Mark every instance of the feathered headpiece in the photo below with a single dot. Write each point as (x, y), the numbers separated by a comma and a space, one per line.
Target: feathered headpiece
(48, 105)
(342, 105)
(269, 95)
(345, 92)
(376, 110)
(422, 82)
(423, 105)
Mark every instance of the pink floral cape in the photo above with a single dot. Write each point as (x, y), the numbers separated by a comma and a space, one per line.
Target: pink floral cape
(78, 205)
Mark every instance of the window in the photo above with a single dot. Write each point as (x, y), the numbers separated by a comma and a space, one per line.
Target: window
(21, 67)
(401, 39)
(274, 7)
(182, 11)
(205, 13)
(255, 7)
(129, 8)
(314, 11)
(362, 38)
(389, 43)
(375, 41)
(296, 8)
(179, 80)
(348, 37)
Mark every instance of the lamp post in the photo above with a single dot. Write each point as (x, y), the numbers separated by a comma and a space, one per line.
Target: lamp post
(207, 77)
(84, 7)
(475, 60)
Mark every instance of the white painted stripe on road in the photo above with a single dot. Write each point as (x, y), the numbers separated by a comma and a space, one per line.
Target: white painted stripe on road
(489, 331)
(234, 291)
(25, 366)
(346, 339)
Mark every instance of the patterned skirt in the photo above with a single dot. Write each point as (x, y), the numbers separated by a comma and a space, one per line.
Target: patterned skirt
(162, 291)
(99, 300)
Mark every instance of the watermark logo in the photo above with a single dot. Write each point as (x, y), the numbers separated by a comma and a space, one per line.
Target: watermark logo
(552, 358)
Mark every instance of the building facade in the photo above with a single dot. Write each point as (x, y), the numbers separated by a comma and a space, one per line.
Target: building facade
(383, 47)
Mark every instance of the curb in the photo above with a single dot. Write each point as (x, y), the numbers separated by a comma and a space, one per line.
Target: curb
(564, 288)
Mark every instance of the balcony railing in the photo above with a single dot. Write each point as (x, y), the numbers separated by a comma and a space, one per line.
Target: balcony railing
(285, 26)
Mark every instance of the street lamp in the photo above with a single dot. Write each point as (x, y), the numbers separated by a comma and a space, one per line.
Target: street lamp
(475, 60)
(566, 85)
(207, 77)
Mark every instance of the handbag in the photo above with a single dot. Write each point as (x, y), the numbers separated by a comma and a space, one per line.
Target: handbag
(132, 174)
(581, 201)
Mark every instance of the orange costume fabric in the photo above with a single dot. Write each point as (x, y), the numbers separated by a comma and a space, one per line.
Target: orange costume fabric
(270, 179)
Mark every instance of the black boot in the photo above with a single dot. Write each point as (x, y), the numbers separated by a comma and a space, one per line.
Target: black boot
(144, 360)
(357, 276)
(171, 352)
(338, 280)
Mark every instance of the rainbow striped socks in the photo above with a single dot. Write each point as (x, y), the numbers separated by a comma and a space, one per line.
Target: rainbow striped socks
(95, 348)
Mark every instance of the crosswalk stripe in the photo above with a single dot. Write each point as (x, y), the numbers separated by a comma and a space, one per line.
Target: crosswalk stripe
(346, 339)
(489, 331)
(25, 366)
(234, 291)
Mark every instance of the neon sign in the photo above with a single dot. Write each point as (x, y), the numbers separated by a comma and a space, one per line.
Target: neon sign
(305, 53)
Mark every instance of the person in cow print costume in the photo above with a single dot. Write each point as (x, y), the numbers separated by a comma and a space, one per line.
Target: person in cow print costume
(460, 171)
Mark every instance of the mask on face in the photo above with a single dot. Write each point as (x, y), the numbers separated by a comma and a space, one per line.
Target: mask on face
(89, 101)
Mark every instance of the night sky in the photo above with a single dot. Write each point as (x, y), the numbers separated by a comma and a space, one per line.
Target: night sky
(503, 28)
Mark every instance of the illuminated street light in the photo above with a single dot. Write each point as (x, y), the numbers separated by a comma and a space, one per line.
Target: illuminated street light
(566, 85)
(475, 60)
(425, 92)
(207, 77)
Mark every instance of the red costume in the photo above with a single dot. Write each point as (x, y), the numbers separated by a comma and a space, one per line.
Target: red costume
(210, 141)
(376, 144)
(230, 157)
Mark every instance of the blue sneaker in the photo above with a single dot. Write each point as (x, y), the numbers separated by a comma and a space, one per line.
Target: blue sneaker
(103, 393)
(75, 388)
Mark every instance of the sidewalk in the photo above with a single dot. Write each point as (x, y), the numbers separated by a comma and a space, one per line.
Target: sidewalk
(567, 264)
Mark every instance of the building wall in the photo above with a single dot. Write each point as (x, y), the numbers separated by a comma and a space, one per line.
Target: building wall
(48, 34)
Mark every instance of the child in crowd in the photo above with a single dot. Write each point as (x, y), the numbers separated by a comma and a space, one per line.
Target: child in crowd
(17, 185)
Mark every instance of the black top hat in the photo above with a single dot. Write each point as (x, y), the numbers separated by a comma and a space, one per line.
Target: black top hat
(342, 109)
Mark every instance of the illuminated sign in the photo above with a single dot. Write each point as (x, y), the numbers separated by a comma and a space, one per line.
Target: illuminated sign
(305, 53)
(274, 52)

TASK DETAILS -> Each line above must be output exactly as it stands.

SOLUTION FOR THIS EXERCISE ->
Mark every instance of the feathered headpiece in the photo below with a single dot. Write each point as (x, y), the numbers separated by a comma and a space, one per line.
Target: feathered headpiece
(48, 105)
(342, 105)
(269, 95)
(345, 92)
(376, 110)
(422, 82)
(423, 105)
Mark every instance of the pink floral cape in the photo above with a single dot. Write each point as (x, y), the numbers separated by a comma and a space, one per line.
Target: pink floral cape
(78, 205)
Mark every instance of the window in the photo above with a single dot. Write each point as (x, y), the numbers separated by a comma and a space, one per line.
Target: window
(21, 67)
(401, 39)
(274, 7)
(182, 11)
(205, 13)
(255, 7)
(129, 8)
(314, 11)
(362, 38)
(389, 43)
(375, 41)
(296, 8)
(179, 80)
(348, 37)
Mark every instance of the lamp post in the photo above with a single dot. Write each point as (x, y), the numbers separated by a comma and a space, one per line.
Target: lamp post
(207, 77)
(84, 7)
(475, 60)
Mark every instance of the white painted stripe on road in the photo above with a single dot. Write each point as (x, y), the numbers separated by a comma and a space, one per line.
Target: white painted stripe on road
(489, 331)
(234, 291)
(25, 366)
(346, 339)
Mark every instance of the patterned skirt in the photo above with a single dot. Write each point as (x, y), the numbers separated by a comma and a space, one per line.
Target: patterned skirt
(162, 291)
(99, 300)
Mark every instance of the watermark logo in the photo above with a single dot. Write each point as (x, y), the numbers separated by a comma and a space, one per line.
Target: watermark logo
(552, 358)
Mark every instance of the building facade in the photo above with a single dot. Write each point as (x, y), the numbers separated by a comma and a space, one per line.
Target: building facade
(383, 47)
Mark every instance of the curb in the photo above with a single dot. Write each point as (x, y), the numbers separated by a comma and a space, one per line.
Target: curb
(564, 288)
Mark every instance of the balcony railing in the photo above with a single dot. Write each point as (x, y), the numbers separated by a comma and a space, one per line.
Target: balcony railing
(285, 26)
Mark every instance of the street lamp in the photo above with a single dot. Write each point as (x, y), the numbers separated by a comma and a space, one per line.
Target: street lamp
(475, 60)
(566, 85)
(207, 77)
Mark every instance of the handbag in the photo above with a single dot. Write each point as (x, y), the numbers separated by a comma and a space, one per line.
Target: handbag
(132, 174)
(581, 201)
Mark every instance of the orange costume fabric in the photo above with a single dot. Write each point as (x, y), the numbers separated by a comma and a space, one per line.
Target: orange costume fabric
(270, 179)
Mark every instance of the black boot in the photo above with a single dot. Write each point as (x, y), the numbers separated by a comma and a space, one per line.
Target: black boot
(144, 360)
(357, 276)
(171, 352)
(338, 280)
Mark every instance of the rainbow striped socks in the photo above with a single dot. Write each point as (x, y), the numbers separated by a comma and a space, one per line.
Target: rainbow striped socks
(95, 348)
Mark every instance of the crosswalk stripe in the photo above with a single dot. Write each point as (x, y), the numbers separated by a comma and a space, one per line.
Target: crosswalk stripe
(346, 339)
(489, 331)
(25, 366)
(234, 291)
Mark every instance of the neon sign in the photo above with a single dot. Write each point as (x, y), the numbers separated by a comma and a space, one per line.
Target: neon sign
(305, 53)
Mark every instance of the person in cow print costume in the photo above with a single dot. Write each point as (x, y), the numbers separated by a comma and a space, one per line.
Target: person in cow print costume
(460, 171)
Mark every instance of the mask on face in the photo above with a single dot. Write each point as (x, y), the numbers separated by a comma and a space, one per line.
Target: mask on face
(89, 101)
Mark every instance of the night sky in the photo above with a single dot. Write each point as (x, y), the numbers separated by a comma and a space, one per line.
Target: night sky
(503, 28)
Mark every instance of the illuminated street light in the photo above with a single dot. Write each point as (x, y), the numbers separated by a comma and a space, one per line.
Target: illuminated street light
(566, 85)
(475, 60)
(425, 92)
(207, 77)
Mark every instance of the red costume in the photo above with a single dot. Write each point as (x, y), the numbers separated by a comma and a space, one per line.
Target: red costume
(210, 141)
(376, 144)
(230, 157)
Mark every instance of the blue sneaker in the photo above with a single dot. Write each point as (x, y), the numbers separated by a comma and a space, one per line.
Target: blue sneaker
(103, 393)
(75, 388)
Mark every instance of the sidewalk in the photo above with a single dot. Write each point as (x, y), the numbers separated by a comma and a space, one per line.
Target: sidewalk
(567, 264)
Mark every instance of the building wall in the photo above with a single dot. Write each point as (x, y), the numbers separated by a comma and a space, one per line.
Target: building wall
(48, 34)
Mark every instance of the child in crowd in the photo above with a single dot. Write each point as (x, y), the numbers separated by a comma and a space, one per line.
Target: child in crowd
(17, 185)
Mark every instance of the black top hat in the photo above with a single dot. Write each point as (x, y), the numbers separated by a comma and a space, one per line.
Target: black top hat
(342, 109)
Mark every instance of the illuminated sign in the photo above with a single dot. Write each point as (x, y), the numbers separated by a comma and a space, one per line.
Target: illuminated sign
(305, 53)
(274, 52)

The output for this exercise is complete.